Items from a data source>

_____

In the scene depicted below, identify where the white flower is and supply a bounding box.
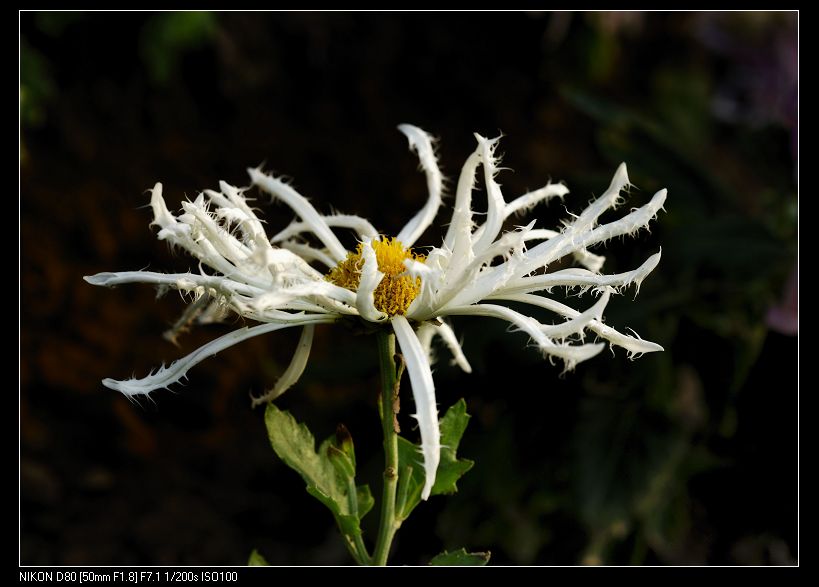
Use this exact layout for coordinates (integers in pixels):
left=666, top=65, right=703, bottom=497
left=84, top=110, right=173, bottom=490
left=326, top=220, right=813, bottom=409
left=86, top=124, right=666, bottom=500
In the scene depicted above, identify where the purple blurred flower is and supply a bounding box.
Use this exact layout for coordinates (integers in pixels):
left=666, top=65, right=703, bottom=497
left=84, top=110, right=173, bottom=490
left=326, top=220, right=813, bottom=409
left=766, top=265, right=798, bottom=335
left=694, top=13, right=797, bottom=167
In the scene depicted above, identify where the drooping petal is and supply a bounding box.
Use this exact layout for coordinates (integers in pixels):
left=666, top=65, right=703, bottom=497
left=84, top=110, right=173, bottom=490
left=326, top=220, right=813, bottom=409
left=415, top=322, right=438, bottom=366
left=392, top=315, right=440, bottom=500
left=409, top=319, right=472, bottom=373
left=492, top=294, right=664, bottom=357
left=489, top=293, right=664, bottom=357
left=248, top=167, right=348, bottom=262
left=103, top=316, right=334, bottom=398
left=438, top=303, right=605, bottom=371
left=537, top=289, right=611, bottom=339
left=396, top=124, right=443, bottom=247
left=435, top=320, right=473, bottom=373
left=251, top=324, right=315, bottom=407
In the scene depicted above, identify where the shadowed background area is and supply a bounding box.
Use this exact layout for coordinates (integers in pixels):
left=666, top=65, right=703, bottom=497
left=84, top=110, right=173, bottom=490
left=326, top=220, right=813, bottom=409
left=21, top=12, right=797, bottom=565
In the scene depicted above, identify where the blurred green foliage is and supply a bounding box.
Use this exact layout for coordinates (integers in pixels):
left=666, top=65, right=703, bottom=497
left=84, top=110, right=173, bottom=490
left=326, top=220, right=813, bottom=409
left=139, top=12, right=217, bottom=84
left=20, top=42, right=54, bottom=129
left=436, top=12, right=796, bottom=565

_____

TASK TO CARRY OUT> The required output is the exact run of lines from the start of the records through the line containing "In the scene depicted above, identify where the purple", both ends included, with no pictures.

RESPONSE TO THIS TASK>
In the scene depicted below, identify where the white flower is and supply a bounding box.
Use this exact layout for coordinates (integers in pixels):
left=666, top=65, right=703, bottom=497
left=84, top=110, right=173, bottom=490
left=326, top=220, right=813, bottom=409
left=86, top=124, right=666, bottom=500
In the scene depicted above, identify where the purple blurred flower is and supply a bounding box.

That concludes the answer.